- **YOUR OBJECTIVE**
The response must contain every line of the records that follow, duplicated exactly.
**** RECORD SET
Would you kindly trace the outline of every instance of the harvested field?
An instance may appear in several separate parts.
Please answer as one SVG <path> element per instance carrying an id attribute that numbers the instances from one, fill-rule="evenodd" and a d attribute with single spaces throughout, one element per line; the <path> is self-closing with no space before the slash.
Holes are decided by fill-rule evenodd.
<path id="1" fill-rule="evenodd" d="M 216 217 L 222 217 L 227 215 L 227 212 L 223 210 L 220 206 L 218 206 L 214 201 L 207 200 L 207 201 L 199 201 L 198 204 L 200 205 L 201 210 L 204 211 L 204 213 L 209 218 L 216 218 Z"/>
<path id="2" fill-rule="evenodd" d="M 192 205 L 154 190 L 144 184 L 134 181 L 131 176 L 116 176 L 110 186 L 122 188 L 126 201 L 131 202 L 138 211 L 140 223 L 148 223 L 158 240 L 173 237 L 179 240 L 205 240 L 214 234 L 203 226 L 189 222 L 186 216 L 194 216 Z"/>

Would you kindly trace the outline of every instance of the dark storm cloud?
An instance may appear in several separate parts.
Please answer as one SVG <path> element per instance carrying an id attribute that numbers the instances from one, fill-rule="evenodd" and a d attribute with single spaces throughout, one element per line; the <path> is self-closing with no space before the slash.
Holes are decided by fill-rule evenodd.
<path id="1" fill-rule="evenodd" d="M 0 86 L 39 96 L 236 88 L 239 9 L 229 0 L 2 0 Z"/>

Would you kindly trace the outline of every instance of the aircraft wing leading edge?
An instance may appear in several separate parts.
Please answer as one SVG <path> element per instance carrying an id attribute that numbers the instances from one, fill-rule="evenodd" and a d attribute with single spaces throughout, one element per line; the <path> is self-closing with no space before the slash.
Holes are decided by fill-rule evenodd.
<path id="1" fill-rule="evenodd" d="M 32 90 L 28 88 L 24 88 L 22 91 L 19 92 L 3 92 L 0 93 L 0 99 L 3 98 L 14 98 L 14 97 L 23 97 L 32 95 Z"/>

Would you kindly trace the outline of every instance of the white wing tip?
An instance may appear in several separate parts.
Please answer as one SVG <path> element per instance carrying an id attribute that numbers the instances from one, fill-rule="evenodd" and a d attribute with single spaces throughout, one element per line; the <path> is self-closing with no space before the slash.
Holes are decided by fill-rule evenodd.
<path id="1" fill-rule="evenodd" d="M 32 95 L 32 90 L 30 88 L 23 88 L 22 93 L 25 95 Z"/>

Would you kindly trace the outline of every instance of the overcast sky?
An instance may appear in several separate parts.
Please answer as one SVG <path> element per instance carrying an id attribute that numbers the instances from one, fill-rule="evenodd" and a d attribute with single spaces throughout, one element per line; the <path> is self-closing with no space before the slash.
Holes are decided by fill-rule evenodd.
********
- **RESPONSE TO THIS TASK**
Would you kindly trace the outline of every instance of the harvested field?
An instance may appear in several separate parts.
Please answer as one SVG <path> element per instance carrying an id attribute that numbers the instances from one, fill-rule="evenodd" and a d attribute with single spaces throughout, one element per line; the <path> is self-closing with no space before the slash.
Holes are decided by fill-rule evenodd.
<path id="1" fill-rule="evenodd" d="M 216 217 L 222 217 L 227 215 L 227 212 L 223 210 L 220 206 L 218 206 L 214 201 L 207 200 L 207 201 L 199 201 L 198 204 L 200 205 L 201 210 L 204 211 L 204 213 L 209 218 L 216 218 Z"/>
<path id="2" fill-rule="evenodd" d="M 192 205 L 154 190 L 144 184 L 134 181 L 131 176 L 116 176 L 110 186 L 122 188 L 126 201 L 131 202 L 138 211 L 140 223 L 148 223 L 158 240 L 173 237 L 179 240 L 205 240 L 214 234 L 203 226 L 189 222 L 186 216 L 194 216 Z"/>

Would you kindly trace the outline of every instance of the dark storm cloud?
An instance may appear in several separate parts.
Please answer as one SVG <path> element per instance carrying an id attribute that numbers the instances from one, fill-rule="evenodd" and a d attribute with single spaces throughout, one element per line; the <path> is self-closing with no space before the slash.
Holes are decided by fill-rule evenodd.
<path id="1" fill-rule="evenodd" d="M 0 86 L 39 96 L 236 88 L 239 9 L 229 0 L 2 0 Z"/>

Would you kindly trace the outline of every instance of the aircraft wing leading edge?
An instance may appear in several separate parts.
Please answer as one SVG <path> element per instance carrying an id attribute that numbers the instances from one, fill-rule="evenodd" and a d attribute with single spaces throughout, one element per line; the <path> is self-closing with no space before the slash.
Holes are decided by fill-rule evenodd.
<path id="1" fill-rule="evenodd" d="M 32 90 L 28 88 L 24 88 L 22 91 L 19 92 L 3 92 L 0 93 L 0 99 L 3 98 L 14 98 L 14 97 L 23 97 L 32 95 Z"/>

Would you kindly trace the outline of every instance of the white wing tip?
An instance may appear in several separate parts.
Please answer as one SVG <path> element per instance carrying an id attribute that numbers the instances from one, fill-rule="evenodd" and a d attribute with single spaces throughout, one element per line; the <path> is self-closing with no space before the slash.
Holes are decided by fill-rule evenodd.
<path id="1" fill-rule="evenodd" d="M 32 95 L 32 90 L 30 88 L 23 88 L 22 93 L 25 95 Z"/>

Would you kindly trace the outline of every instance of the overcast sky?
An instance may appear in several separate parts.
Please answer as one SVG <path> element per instance carrying an id attribute that numbers the instances from one, fill-rule="evenodd" and a d attribute with single spaces throughout, one element per line; the <path> is self-closing with no space before the slash.
Holes are decided by fill-rule evenodd.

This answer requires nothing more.